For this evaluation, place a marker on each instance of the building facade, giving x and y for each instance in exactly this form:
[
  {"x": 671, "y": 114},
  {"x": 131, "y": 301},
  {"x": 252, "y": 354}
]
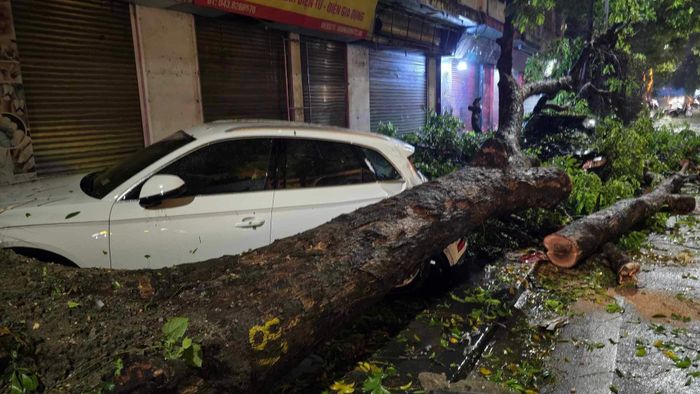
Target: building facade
[{"x": 87, "y": 82}]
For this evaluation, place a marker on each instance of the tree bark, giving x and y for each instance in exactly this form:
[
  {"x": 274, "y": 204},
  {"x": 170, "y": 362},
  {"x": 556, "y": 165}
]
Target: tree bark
[
  {"x": 254, "y": 314},
  {"x": 625, "y": 269},
  {"x": 585, "y": 236}
]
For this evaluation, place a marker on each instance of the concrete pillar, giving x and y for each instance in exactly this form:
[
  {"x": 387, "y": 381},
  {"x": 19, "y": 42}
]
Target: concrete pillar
[
  {"x": 168, "y": 71},
  {"x": 432, "y": 83},
  {"x": 358, "y": 87},
  {"x": 16, "y": 147},
  {"x": 295, "y": 75}
]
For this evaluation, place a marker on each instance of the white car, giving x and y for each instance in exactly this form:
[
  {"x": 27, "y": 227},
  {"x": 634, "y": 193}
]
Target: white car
[{"x": 218, "y": 189}]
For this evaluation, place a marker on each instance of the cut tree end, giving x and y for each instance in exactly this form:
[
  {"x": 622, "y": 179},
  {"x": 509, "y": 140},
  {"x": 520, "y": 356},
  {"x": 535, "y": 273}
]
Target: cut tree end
[{"x": 561, "y": 251}]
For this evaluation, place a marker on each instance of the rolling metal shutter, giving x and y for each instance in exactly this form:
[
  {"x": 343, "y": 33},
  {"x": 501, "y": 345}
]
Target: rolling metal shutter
[
  {"x": 242, "y": 68},
  {"x": 79, "y": 72},
  {"x": 324, "y": 66},
  {"x": 397, "y": 89}
]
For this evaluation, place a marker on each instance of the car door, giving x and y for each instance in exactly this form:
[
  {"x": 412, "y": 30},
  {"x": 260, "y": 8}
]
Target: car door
[
  {"x": 319, "y": 180},
  {"x": 225, "y": 209}
]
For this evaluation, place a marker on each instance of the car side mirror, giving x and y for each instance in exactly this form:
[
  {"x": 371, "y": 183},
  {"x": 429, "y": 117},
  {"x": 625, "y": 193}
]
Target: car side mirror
[{"x": 160, "y": 187}]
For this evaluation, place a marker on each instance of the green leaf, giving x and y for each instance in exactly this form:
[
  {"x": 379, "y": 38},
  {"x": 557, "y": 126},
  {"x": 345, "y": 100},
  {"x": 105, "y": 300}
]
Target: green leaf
[
  {"x": 613, "y": 307},
  {"x": 72, "y": 214},
  {"x": 16, "y": 384},
  {"x": 118, "y": 366},
  {"x": 193, "y": 355},
  {"x": 175, "y": 328},
  {"x": 29, "y": 382},
  {"x": 373, "y": 385},
  {"x": 684, "y": 363}
]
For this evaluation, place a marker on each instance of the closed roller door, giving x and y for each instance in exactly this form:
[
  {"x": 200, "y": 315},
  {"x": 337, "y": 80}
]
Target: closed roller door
[
  {"x": 397, "y": 89},
  {"x": 241, "y": 68},
  {"x": 324, "y": 65},
  {"x": 79, "y": 71}
]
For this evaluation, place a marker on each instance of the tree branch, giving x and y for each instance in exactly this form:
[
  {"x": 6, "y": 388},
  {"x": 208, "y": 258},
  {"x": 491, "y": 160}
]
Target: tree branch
[{"x": 549, "y": 87}]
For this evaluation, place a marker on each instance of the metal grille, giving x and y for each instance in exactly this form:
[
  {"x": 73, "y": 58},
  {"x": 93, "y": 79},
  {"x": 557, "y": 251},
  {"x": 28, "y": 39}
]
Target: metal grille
[
  {"x": 241, "y": 69},
  {"x": 397, "y": 89},
  {"x": 79, "y": 71},
  {"x": 324, "y": 81}
]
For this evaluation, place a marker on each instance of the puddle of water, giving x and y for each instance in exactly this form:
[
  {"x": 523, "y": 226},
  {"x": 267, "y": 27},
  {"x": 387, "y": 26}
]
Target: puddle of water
[{"x": 660, "y": 307}]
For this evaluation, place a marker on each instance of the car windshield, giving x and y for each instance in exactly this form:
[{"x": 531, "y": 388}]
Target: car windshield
[{"x": 99, "y": 184}]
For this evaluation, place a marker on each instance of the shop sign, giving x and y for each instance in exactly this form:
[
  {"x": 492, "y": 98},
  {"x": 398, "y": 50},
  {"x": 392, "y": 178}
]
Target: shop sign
[{"x": 344, "y": 17}]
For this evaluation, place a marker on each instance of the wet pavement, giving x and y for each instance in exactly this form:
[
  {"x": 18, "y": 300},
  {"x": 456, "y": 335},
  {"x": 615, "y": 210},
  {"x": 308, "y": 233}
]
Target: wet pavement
[
  {"x": 652, "y": 343},
  {"x": 513, "y": 327}
]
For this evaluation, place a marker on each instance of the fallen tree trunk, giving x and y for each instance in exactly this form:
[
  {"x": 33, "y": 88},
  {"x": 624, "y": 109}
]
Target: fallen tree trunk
[
  {"x": 254, "y": 314},
  {"x": 624, "y": 268},
  {"x": 585, "y": 236}
]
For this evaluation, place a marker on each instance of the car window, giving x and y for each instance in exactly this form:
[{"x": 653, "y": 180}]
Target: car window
[
  {"x": 99, "y": 184},
  {"x": 225, "y": 167},
  {"x": 314, "y": 163},
  {"x": 382, "y": 169}
]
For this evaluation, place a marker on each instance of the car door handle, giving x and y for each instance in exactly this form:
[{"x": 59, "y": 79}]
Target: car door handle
[{"x": 250, "y": 222}]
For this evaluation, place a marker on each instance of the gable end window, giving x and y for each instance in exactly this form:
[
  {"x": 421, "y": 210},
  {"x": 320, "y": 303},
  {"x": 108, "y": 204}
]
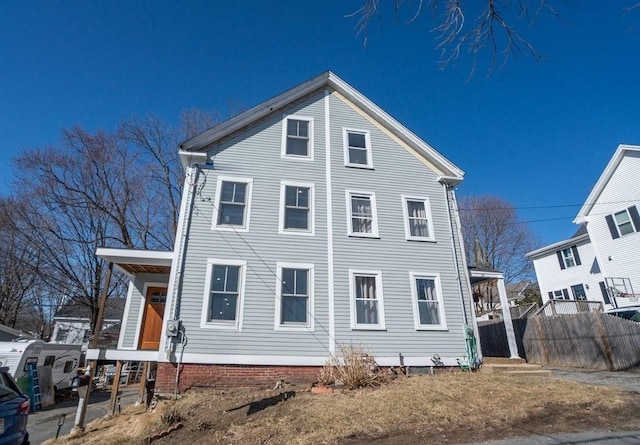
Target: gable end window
[
  {"x": 297, "y": 137},
  {"x": 428, "y": 309},
  {"x": 297, "y": 202},
  {"x": 233, "y": 202},
  {"x": 568, "y": 257},
  {"x": 367, "y": 307},
  {"x": 418, "y": 225},
  {"x": 294, "y": 297},
  {"x": 224, "y": 294},
  {"x": 624, "y": 222},
  {"x": 362, "y": 214},
  {"x": 357, "y": 148}
]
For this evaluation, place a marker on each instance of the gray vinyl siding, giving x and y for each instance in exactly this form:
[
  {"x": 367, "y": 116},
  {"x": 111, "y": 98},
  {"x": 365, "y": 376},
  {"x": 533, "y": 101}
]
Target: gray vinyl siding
[
  {"x": 396, "y": 172},
  {"x": 256, "y": 154},
  {"x": 136, "y": 306}
]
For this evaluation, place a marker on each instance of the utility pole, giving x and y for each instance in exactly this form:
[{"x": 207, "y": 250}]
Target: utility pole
[{"x": 83, "y": 402}]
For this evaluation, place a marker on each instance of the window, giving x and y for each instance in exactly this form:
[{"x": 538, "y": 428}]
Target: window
[
  {"x": 233, "y": 200},
  {"x": 294, "y": 297},
  {"x": 297, "y": 208},
  {"x": 61, "y": 336},
  {"x": 361, "y": 208},
  {"x": 417, "y": 219},
  {"x": 365, "y": 290},
  {"x": 357, "y": 148},
  {"x": 69, "y": 365},
  {"x": 297, "y": 137},
  {"x": 568, "y": 257},
  {"x": 624, "y": 222},
  {"x": 428, "y": 308},
  {"x": 578, "y": 292},
  {"x": 224, "y": 290}
]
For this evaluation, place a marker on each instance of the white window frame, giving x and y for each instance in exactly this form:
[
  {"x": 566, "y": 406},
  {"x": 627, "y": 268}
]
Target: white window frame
[
  {"x": 407, "y": 226},
  {"x": 374, "y": 214},
  {"x": 570, "y": 256},
  {"x": 283, "y": 152},
  {"x": 312, "y": 212},
  {"x": 629, "y": 222},
  {"x": 381, "y": 326},
  {"x": 345, "y": 143},
  {"x": 220, "y": 325},
  {"x": 309, "y": 326},
  {"x": 247, "y": 208},
  {"x": 442, "y": 326}
]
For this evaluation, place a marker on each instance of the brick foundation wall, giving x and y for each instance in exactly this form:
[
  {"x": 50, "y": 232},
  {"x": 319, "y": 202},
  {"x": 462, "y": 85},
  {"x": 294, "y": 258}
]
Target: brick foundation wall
[{"x": 230, "y": 376}]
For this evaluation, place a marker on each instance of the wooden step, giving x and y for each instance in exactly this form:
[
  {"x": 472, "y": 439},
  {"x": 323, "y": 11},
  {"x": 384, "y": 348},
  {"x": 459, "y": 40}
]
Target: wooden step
[{"x": 503, "y": 360}]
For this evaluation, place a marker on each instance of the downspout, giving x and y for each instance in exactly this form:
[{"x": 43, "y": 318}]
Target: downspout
[{"x": 452, "y": 208}]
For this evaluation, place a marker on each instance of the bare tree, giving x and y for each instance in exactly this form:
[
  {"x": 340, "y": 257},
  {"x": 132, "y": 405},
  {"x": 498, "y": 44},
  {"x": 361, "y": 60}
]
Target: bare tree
[
  {"x": 495, "y": 238},
  {"x": 493, "y": 25}
]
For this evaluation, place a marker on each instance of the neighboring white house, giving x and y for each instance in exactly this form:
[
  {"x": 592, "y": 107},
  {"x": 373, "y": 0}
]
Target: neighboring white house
[
  {"x": 601, "y": 262},
  {"x": 310, "y": 221},
  {"x": 71, "y": 323}
]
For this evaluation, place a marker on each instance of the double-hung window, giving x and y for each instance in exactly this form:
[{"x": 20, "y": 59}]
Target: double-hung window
[
  {"x": 418, "y": 225},
  {"x": 362, "y": 214},
  {"x": 297, "y": 137},
  {"x": 297, "y": 207},
  {"x": 428, "y": 309},
  {"x": 294, "y": 298},
  {"x": 357, "y": 148},
  {"x": 224, "y": 294},
  {"x": 367, "y": 308},
  {"x": 624, "y": 222},
  {"x": 233, "y": 202}
]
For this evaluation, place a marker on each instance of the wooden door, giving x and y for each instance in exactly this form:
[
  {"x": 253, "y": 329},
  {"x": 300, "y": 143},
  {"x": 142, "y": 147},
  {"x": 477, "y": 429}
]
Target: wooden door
[{"x": 152, "y": 318}]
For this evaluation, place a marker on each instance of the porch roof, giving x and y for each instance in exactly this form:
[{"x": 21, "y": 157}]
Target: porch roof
[{"x": 132, "y": 261}]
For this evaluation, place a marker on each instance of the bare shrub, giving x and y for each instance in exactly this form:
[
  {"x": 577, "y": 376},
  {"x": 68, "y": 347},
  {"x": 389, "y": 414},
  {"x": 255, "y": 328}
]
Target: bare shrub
[{"x": 354, "y": 368}]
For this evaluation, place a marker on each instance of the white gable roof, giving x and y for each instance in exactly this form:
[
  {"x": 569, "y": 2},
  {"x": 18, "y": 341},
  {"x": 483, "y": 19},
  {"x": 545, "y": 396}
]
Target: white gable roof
[
  {"x": 203, "y": 141},
  {"x": 620, "y": 153}
]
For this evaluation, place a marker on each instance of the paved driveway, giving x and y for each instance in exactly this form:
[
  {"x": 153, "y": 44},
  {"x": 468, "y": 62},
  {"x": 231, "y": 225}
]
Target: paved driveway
[{"x": 44, "y": 424}]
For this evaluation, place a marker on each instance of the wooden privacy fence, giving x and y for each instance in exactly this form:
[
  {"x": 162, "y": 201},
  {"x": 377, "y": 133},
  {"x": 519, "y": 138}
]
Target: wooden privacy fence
[{"x": 584, "y": 340}]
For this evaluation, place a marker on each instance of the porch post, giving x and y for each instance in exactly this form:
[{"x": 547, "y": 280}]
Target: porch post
[{"x": 506, "y": 316}]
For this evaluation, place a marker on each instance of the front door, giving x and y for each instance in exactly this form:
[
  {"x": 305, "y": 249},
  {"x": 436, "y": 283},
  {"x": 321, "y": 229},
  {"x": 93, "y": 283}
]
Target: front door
[{"x": 152, "y": 318}]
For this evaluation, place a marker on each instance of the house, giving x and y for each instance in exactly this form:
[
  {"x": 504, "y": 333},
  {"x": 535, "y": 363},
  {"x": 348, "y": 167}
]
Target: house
[
  {"x": 71, "y": 322},
  {"x": 310, "y": 221},
  {"x": 600, "y": 261}
]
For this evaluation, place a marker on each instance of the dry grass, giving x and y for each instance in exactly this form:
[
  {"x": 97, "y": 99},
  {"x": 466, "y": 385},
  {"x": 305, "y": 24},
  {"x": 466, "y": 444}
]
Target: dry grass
[{"x": 452, "y": 407}]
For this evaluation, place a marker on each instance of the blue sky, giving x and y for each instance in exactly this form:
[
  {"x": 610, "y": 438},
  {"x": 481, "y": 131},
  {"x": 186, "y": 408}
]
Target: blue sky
[{"x": 537, "y": 134}]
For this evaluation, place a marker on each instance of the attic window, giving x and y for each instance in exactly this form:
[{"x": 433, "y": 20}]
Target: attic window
[{"x": 297, "y": 137}]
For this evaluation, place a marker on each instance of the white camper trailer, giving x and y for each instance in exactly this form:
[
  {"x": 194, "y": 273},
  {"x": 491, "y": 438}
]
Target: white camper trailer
[{"x": 63, "y": 359}]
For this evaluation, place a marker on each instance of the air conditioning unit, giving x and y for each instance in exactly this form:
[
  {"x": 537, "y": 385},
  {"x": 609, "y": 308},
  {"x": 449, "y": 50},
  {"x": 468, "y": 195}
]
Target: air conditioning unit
[{"x": 173, "y": 326}]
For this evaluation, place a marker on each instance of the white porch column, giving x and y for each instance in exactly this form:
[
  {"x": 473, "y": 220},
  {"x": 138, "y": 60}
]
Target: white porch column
[{"x": 506, "y": 316}]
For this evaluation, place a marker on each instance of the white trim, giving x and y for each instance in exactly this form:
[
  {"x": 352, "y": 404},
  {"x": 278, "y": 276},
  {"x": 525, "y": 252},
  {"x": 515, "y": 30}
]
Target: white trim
[
  {"x": 325, "y": 80},
  {"x": 242, "y": 278},
  {"x": 312, "y": 208},
  {"x": 329, "y": 202},
  {"x": 380, "y": 326},
  {"x": 367, "y": 142},
  {"x": 405, "y": 213},
  {"x": 125, "y": 317},
  {"x": 290, "y": 360},
  {"x": 123, "y": 354},
  {"x": 143, "y": 306},
  {"x": 414, "y": 300},
  {"x": 309, "y": 325},
  {"x": 374, "y": 214},
  {"x": 283, "y": 150},
  {"x": 247, "y": 205}
]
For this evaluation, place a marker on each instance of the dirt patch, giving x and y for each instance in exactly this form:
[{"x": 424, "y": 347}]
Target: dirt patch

## Exercise brief
Copy the lines starting at the one containing "the white porch" and ending at the end of the items, substituting "point" for "marker" and changing nothing else.

## Result of this task
For this evaluation, place a point on each instance of the white porch column, giving x and y for each instance in exactly this form:
[
  {"x": 473, "y": 220},
  {"x": 138, "y": 60}
]
Target: white porch column
[{"x": 506, "y": 316}]
For this evaluation, place a point on each instance of the white trim, giving x and y for each instance in exactly this form:
[
  {"x": 352, "y": 404},
  {"x": 278, "y": 276},
  {"x": 525, "y": 252},
  {"x": 515, "y": 30}
]
Target: white trim
[
  {"x": 325, "y": 80},
  {"x": 242, "y": 278},
  {"x": 312, "y": 208},
  {"x": 329, "y": 202},
  {"x": 380, "y": 326},
  {"x": 367, "y": 142},
  {"x": 405, "y": 213},
  {"x": 125, "y": 317},
  {"x": 290, "y": 360},
  {"x": 123, "y": 354},
  {"x": 143, "y": 306},
  {"x": 414, "y": 300},
  {"x": 309, "y": 325},
  {"x": 374, "y": 214},
  {"x": 283, "y": 150},
  {"x": 247, "y": 205}
]
For this evaluation, place a point on each instance of the dirt patch, giving x and y for each instance in exactly this form:
[{"x": 424, "y": 347}]
Target: dirt patch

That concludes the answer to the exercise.